▶ WORK ORDER
Reproduce the entries below, please. Keep every character the same.

▶ PROVIDED MATERIAL
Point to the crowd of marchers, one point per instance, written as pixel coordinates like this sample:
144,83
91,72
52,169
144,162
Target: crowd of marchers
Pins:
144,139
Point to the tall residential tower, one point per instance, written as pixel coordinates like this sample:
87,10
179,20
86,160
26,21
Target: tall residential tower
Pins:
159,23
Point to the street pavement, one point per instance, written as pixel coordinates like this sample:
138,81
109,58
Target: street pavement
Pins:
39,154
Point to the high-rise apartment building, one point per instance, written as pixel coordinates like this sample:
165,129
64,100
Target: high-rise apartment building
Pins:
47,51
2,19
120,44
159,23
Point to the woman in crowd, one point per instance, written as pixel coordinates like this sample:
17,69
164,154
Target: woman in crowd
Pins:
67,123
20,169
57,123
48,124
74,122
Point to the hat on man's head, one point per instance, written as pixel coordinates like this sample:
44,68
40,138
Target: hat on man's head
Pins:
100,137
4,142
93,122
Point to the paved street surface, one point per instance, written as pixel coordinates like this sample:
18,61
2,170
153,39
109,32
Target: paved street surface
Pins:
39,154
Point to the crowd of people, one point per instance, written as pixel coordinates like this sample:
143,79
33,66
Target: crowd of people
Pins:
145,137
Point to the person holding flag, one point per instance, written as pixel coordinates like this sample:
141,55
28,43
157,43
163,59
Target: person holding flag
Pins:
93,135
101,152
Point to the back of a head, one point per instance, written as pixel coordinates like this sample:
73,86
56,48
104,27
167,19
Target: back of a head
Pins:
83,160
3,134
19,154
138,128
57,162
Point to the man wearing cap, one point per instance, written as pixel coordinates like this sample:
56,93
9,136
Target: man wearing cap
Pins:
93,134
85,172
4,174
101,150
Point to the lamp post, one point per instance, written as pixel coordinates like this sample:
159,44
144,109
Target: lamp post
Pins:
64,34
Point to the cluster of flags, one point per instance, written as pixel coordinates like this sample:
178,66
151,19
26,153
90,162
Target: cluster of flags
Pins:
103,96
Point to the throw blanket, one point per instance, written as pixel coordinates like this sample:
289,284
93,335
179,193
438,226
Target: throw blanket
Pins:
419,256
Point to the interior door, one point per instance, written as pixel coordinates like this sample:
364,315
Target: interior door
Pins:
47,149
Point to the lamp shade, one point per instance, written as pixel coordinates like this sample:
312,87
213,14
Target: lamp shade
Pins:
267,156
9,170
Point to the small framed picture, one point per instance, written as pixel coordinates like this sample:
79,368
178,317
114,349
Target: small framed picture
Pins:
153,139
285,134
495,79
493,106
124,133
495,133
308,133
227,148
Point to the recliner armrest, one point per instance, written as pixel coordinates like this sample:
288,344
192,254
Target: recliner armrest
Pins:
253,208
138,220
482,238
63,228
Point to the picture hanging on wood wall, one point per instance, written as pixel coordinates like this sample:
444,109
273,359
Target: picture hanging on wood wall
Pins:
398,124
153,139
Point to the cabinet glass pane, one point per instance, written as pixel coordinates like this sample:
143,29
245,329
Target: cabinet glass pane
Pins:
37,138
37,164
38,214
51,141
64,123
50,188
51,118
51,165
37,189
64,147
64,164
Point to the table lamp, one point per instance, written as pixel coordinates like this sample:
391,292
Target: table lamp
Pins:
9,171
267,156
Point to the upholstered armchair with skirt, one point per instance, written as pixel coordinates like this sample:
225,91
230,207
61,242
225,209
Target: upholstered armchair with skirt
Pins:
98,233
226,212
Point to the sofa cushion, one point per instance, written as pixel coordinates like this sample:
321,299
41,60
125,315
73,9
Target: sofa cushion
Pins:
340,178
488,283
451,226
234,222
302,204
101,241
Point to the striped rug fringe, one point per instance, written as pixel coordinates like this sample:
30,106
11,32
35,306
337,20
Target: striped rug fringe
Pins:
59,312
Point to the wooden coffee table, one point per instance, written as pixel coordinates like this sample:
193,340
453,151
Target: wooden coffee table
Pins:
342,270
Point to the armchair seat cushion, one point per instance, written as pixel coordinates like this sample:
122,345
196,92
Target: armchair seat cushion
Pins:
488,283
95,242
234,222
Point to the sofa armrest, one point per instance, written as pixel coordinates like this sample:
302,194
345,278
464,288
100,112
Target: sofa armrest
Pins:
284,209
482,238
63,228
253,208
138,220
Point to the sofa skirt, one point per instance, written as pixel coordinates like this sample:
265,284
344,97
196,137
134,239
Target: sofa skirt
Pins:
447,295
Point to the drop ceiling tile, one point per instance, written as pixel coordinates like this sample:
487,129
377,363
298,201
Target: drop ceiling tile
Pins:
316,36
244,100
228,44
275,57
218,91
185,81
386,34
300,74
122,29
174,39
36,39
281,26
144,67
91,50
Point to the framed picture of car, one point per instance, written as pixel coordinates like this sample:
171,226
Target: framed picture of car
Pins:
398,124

▶ COMPLETED TASK
Point to the crowd of marchers, one point per instance, written as pixel coordinates like this sample:
144,83
91,72
52,169
144,162
Target: crowd of marchers
Pins:
144,139
Point to the tall residential tower, one point per instance, written as pixel coordinates like this sample:
87,10
179,20
86,160
26,21
Target: tall residential tower
Pins:
159,23
Point to the street pavement, one point per instance, written as pixel coordinates like this sample:
138,81
109,58
Target: street pavement
Pins:
39,154
Point to the high-rise apartment building, one point per instance, written as pixel coordinates like this sample:
165,129
64,100
Target: high-rise apartment building
Pins:
47,51
2,19
120,44
159,23
Point to the woman in crowd, one point per instance, written as pixel coordinates like this sample:
17,69
164,154
Target: woman in crowd
Pins:
67,123
20,169
57,123
48,124
74,122
Point to the hat on man's head, one point per instance, written as pixel coordinates like this sample:
44,68
40,138
Target: hat on man's head
Pins:
100,137
4,142
93,122
Point to the paved street surface, one point per instance, written as pixel coordinates like this sample:
18,61
2,170
153,39
109,32
Target: paved street surface
Pins:
39,154
Point to the crowd of people, one point per instance, written as pixel coordinates like this sample:
143,79
33,66
Target: crowd of people
Pins:
145,137
Point to the person holding flag, one point per instance, written as pixel coordinates like this sample:
141,55
28,43
157,43
163,59
Target: person holding flag
Pins:
93,135
101,152
Point to the back of a head, one point per instance, written as pixel coordinates like this sample:
73,86
56,48
104,27
167,19
Target: back of a head
Pins:
83,160
3,134
19,154
138,128
57,162
Point to the man wearing cap, one point per instance, written as pixel coordinates like this sample:
56,93
9,136
Target: man wearing cap
Pins:
93,134
85,172
4,174
101,150
Point to the lamp post, one point per instance, written as pixel coordinates like this sample:
159,44
144,109
Target: lamp post
Pins:
64,34
Point to the cluster of flags, one point per instance, written as pixel coordinates like this sample:
178,66
151,19
26,153
90,162
Target: cluster of flags
Pins:
103,96
Point to the throw blanket, one point per instance, written as pixel coordinates like this sample:
289,284
93,335
179,193
438,226
Target: throw blanket
Pins:
419,256
Point to the interior door, one point per instance, written as pixel coordinates like this sample:
364,315
Target: interior door
Pins:
47,149
Point to the lamp shade, one point per instance, written as pixel coordinates like this sample:
312,87
213,14
Target: lamp shade
Pins:
267,156
9,170
Point to the small framed picture, one point per instance, written as pixel coordinates like this sample:
79,368
178,317
114,349
Target: small framed picture
Pins:
153,139
285,134
495,79
493,106
124,133
495,133
308,133
227,148
Point to the recliner armrest, one point per instance, written as pixel coordinates like this sample:
288,344
192,254
Target: recliner armrest
Pins:
253,208
138,220
482,238
63,228
Point to the picture hanging on wood wall, one point per instance, written as pixel coordinates like this sample:
444,109
273,359
Target: picture hanging on wood wall
Pins:
398,124
153,139
Point to the cabinet glass pane, one point per instance, written as pixel coordinates like this sample:
143,29
245,329
Target: cabinet glass pane
Pins:
37,138
37,164
38,214
51,141
64,123
50,188
51,118
51,165
37,189
64,147
64,164
Point to the table lamp, one point per instance, written as pixel coordinates like this sample:
391,292
Target: table lamp
Pins:
9,171
267,156
Point to the upholstered armchair with skirt, one point per instance, written as pixel coordinates like this sample:
225,91
230,207
61,242
225,209
Target: upholstered armchair with skirt
Pins:
98,233
226,212
Point to the sofa cushion, one point per instance, written as pixel coordinates like this sample:
321,299
41,60
125,315
73,9
Target: sofa cushion
Pins:
340,178
488,283
451,226
234,222
302,204
101,241
Point to the striped rug fringe, one point per instance, written as pixel coordinates like this sample:
30,106
11,32
35,306
337,20
Target: striped rug fringe
Pins:
59,312
Point to the wooden coffee table, one point per instance, written as pixel coordinates like this sample:
193,340
453,151
Target: wooden coffee table
Pins:
342,270
Point to the armchair seat cushion, one point per instance, written as pixel coordinates like this sample:
122,345
196,92
Target: armchair seat cushion
Pins:
488,283
95,242
234,222
Point to the sofa armrest, one point per instance, written as pixel coordinates like this sample:
302,194
345,278
464,288
100,112
Target: sofa armrest
Pins:
284,209
482,238
63,228
253,208
138,220
Point to the sofa skirt, one point per instance, written as pixel coordinates like this sample:
265,284
344,97
196,137
134,239
Target: sofa skirt
Pins:
447,295
Point to the drop ceiling tile, one point per instance, written as pixel coordinates like this sample:
487,129
377,363
298,201
Target: drop ceiling tile
Pins:
316,36
244,100
228,44
275,57
218,91
185,81
386,34
300,74
122,29
174,39
36,39
281,26
144,67
91,50
Point to the framed picture of car, one point per instance, written as pixel coordinates like this sample:
171,226
Target: framed picture of car
Pins:
398,124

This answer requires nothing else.